Give back only the lines from the one with "Batch job #47 — Class: carpeted" through the last line of the data, exactly as they appear.

===== Exercise materials =====

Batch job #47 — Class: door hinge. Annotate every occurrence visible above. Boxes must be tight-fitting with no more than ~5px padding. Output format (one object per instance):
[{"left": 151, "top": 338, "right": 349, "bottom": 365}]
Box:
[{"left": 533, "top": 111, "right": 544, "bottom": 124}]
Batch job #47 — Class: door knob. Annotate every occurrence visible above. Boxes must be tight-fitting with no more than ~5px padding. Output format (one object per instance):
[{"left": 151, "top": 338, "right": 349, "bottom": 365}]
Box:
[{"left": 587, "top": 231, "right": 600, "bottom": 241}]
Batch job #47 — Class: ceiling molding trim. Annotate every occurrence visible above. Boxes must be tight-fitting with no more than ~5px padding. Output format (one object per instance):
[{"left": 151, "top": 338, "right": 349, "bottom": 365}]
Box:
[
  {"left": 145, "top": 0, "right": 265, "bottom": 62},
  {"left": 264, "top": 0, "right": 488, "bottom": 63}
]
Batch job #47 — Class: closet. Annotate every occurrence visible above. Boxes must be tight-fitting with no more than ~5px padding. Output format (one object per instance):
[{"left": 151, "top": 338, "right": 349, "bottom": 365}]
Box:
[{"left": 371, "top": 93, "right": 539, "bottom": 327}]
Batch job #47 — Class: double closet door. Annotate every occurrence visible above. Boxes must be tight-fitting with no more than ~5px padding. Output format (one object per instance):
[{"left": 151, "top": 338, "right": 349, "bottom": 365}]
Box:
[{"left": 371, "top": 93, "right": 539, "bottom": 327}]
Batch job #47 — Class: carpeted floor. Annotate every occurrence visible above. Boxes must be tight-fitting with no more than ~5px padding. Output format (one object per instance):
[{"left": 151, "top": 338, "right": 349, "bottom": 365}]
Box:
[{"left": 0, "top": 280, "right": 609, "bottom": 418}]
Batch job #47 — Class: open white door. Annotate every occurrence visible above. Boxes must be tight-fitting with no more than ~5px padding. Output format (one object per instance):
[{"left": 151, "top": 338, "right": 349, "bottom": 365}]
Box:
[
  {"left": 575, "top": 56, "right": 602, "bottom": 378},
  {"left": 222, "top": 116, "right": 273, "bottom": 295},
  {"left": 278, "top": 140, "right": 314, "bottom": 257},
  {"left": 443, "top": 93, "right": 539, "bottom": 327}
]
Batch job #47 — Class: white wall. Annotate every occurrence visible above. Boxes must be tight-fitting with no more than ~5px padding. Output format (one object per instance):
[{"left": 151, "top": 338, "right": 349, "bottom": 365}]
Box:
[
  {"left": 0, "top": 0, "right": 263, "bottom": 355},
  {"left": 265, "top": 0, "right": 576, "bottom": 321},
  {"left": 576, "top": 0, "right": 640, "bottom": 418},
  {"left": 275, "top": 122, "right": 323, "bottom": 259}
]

=====

Solution:
Batch job #47 — Class: carpeted floor. Annotate every occurrence visible above. Boxes must be tight-fitting with no more than ~5px padding. Output format (one object per instance):
[{"left": 151, "top": 338, "right": 349, "bottom": 365}]
Box:
[{"left": 0, "top": 280, "right": 609, "bottom": 418}]
Batch job #47 — Class: open white door. Annotate every occurrence visible above. Boxes must be tight-fitting with no more than ~5px padding. Output format (one object per instance):
[{"left": 151, "top": 338, "right": 349, "bottom": 365}]
Box:
[
  {"left": 575, "top": 56, "right": 602, "bottom": 378},
  {"left": 222, "top": 116, "right": 273, "bottom": 295},
  {"left": 278, "top": 140, "right": 314, "bottom": 257},
  {"left": 443, "top": 93, "right": 539, "bottom": 327}
]
Batch job #47 — Class: white wall. Annotate every occurrence visible above. Boxes must be tight-fitting with no more than ~5px padding. Output format (one object per instance):
[{"left": 151, "top": 338, "right": 349, "bottom": 365}]
Box:
[
  {"left": 0, "top": 0, "right": 263, "bottom": 355},
  {"left": 265, "top": 0, "right": 576, "bottom": 321},
  {"left": 576, "top": 0, "right": 640, "bottom": 418},
  {"left": 275, "top": 122, "right": 323, "bottom": 259}
]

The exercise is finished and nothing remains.